Locate the line that contains "Q: Point to the treeline". Print it and every subsequent line through the final line of the records, exactly and only those.

• _Given entries_
# # #
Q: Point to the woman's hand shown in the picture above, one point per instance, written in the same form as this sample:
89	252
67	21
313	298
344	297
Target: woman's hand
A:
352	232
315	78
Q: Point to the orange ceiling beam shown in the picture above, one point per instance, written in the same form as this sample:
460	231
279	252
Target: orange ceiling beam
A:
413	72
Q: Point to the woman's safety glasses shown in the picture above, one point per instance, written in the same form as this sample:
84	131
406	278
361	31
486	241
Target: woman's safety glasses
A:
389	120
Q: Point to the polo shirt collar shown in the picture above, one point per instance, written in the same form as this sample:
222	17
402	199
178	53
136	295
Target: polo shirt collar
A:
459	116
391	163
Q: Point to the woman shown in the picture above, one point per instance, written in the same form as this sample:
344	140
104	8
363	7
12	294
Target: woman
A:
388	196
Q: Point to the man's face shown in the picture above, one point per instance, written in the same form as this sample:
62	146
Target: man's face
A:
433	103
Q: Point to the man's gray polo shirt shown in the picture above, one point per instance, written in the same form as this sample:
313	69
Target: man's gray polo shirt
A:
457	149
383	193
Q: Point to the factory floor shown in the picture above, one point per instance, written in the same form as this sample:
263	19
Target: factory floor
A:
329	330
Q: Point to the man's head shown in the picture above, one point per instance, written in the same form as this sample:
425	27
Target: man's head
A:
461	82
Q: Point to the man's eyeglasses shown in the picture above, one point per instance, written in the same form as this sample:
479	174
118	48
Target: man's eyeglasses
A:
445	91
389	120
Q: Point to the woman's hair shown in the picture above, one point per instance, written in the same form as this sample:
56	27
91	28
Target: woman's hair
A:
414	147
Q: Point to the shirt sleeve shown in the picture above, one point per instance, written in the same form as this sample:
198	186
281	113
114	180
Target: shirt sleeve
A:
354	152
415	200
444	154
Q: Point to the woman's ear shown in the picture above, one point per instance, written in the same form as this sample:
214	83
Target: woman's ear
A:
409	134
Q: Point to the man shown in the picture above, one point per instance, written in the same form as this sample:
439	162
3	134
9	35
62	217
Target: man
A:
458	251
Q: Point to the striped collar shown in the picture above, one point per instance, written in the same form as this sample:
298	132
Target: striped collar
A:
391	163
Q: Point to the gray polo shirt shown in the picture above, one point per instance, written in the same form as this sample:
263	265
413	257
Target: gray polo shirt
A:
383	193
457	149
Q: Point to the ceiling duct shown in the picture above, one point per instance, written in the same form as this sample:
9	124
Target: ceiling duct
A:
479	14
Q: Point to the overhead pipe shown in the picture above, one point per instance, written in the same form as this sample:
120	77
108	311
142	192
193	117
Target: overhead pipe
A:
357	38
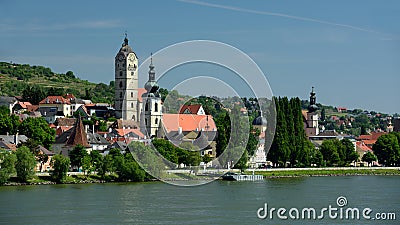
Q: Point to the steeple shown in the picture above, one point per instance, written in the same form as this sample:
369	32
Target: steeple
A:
151	85
78	135
125	40
313	99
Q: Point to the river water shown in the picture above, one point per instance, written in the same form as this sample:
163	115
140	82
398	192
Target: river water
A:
219	202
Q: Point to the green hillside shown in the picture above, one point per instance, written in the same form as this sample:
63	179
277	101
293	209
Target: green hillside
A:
24	79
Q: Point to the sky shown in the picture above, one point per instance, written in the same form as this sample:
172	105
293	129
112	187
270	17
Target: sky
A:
349	50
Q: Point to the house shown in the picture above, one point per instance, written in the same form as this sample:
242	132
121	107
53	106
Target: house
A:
179	128
10	142
53	107
100	110
21	107
125	135
370	139
192	109
9	102
44	166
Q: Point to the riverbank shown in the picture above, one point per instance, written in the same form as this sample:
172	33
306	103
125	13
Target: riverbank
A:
267	173
309	172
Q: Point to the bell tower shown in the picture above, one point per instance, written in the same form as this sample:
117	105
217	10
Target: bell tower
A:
126	83
152	112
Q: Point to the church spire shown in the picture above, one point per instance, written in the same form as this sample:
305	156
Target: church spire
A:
125	40
151	85
313	99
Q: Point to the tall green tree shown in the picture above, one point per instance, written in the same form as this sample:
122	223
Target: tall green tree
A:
349	153
369	158
7	165
76	156
25	164
39	130
60	166
329	150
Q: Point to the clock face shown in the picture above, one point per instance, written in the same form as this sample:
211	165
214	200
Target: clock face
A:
120	57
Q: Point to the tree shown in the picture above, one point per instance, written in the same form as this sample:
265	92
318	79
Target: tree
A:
329	150
38	129
76	156
387	149
369	158
60	166
70	74
87	166
7	165
349	153
8	123
25	164
242	163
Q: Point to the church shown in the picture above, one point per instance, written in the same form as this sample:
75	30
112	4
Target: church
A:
143	107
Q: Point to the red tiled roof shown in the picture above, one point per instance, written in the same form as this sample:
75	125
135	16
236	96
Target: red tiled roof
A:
55	100
78	135
123	132
32	108
70	96
361	146
24	105
140	92
188	122
193	109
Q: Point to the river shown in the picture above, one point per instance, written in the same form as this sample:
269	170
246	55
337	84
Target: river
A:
219	202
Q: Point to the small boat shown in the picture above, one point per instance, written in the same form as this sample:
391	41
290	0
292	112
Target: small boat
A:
241	177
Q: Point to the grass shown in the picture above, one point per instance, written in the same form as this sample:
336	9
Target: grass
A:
347	172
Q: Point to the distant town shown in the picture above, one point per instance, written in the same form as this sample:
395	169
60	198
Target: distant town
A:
92	128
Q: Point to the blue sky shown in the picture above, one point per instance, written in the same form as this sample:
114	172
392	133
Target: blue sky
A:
348	50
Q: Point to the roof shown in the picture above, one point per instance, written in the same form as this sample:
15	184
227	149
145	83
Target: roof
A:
10	139
32	108
140	92
55	100
188	122
123	132
362	147
78	135
4	100
65	122
24	105
190	109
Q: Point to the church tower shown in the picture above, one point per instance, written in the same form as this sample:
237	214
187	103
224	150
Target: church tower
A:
152	112
312	128
126	83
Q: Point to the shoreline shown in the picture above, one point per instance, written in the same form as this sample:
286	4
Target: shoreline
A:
268	174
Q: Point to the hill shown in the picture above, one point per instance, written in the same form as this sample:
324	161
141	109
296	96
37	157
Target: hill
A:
24	79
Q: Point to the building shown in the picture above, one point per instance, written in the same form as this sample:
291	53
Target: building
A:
311	116
396	123
152	113
126	83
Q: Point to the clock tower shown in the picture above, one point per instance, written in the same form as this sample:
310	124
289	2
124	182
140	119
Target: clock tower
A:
126	83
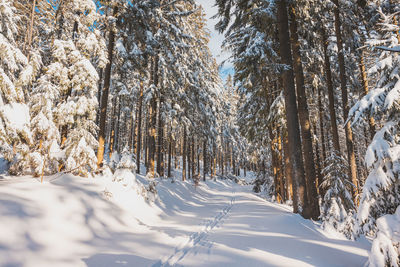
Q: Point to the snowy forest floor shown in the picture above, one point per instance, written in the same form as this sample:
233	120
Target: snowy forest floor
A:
69	221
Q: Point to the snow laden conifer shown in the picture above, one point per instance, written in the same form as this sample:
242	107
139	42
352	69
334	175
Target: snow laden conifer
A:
337	207
15	135
381	192
65	102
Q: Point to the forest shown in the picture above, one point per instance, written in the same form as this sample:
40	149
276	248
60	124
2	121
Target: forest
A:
312	107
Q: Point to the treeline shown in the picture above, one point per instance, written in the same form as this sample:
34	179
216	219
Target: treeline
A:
321	83
83	81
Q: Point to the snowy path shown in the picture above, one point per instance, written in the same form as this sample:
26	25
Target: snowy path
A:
66	223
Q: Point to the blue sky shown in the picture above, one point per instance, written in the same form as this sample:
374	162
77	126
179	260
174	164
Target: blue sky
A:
216	39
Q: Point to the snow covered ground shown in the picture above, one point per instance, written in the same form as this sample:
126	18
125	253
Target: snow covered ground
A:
70	221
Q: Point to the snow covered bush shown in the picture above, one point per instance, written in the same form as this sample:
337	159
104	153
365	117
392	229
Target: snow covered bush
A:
264	184
126	168
385	249
337	204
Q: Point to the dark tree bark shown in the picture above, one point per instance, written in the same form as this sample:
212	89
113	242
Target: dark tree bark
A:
331	97
205	167
304	118
299	184
343	84
139	127
364	82
184	155
169	153
288	168
160	138
153	123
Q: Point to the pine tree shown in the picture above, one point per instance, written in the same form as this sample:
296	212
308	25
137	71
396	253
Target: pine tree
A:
15	134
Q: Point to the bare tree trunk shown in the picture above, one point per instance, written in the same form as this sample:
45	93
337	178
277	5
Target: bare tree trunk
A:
184	155
304	119
321	125
364	82
146	143
205	167
349	133
169	152
104	97
193	166
160	159
299	185
139	127
153	122
288	169
329	83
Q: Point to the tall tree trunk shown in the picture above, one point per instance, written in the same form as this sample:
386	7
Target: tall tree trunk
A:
# # #
• _Final result_
Q: Point to the treeline shown in the picture above, one point per instance, written in the same form as this sample:
34	179
216	219
Target: treeline
A:
321	83
83	81
Q: Point to the snowy path shown in the picture above, one point per instance, written in the same form as this sample:
26	25
Target: snowy path
A:
66	223
Q: Point to the blue sky shown in the picture above, one point per instance, written in the same form as this sample:
374	162
77	126
179	260
174	164
Target: blue sky
A:
216	39
Q: Point to the snow covered ground shown in the picture above, one point per instance, written in the same form as this sample:
126	18
125	253
Target: snow covered ground
A:
70	221
Q: Point to the snow covered bush shown in the picture above, one point per instance, written in the same form as this sample:
337	159
104	153
365	117
392	229
Target: snow covered bush
A:
264	184
126	168
385	249
337	204
Q: Point to the dark tree bark shown in the picture above, one point per instance, written in the same form as this sample:
212	89
113	242
Target: dark tree bark
A:
331	97
205	167
304	118
299	184
343	84
139	127
364	82
184	155
169	153
288	168
160	138
153	123
Q: Point to the pine tree shown in the picture above, one point per instance, written in the same form as this sample:
296	212
308	25
137	71
396	253
Target: pine tree
A:
15	134
Q: Point to the bare tree trunk shown in the picture above, one point per instance, written in the same form as this sample:
45	93
337	178
277	5
Target: bare tree trunk
A:
184	155
304	119
321	125
364	82
146	143
205	167
349	133
169	152
104	97
193	166
160	159
299	185
139	127
153	122
288	169
329	83
Q: Point to the tall tree trunk shown in the picture above, one point per instance, written in the same form as this sample:
386	7
Target: tall tree trunk
A:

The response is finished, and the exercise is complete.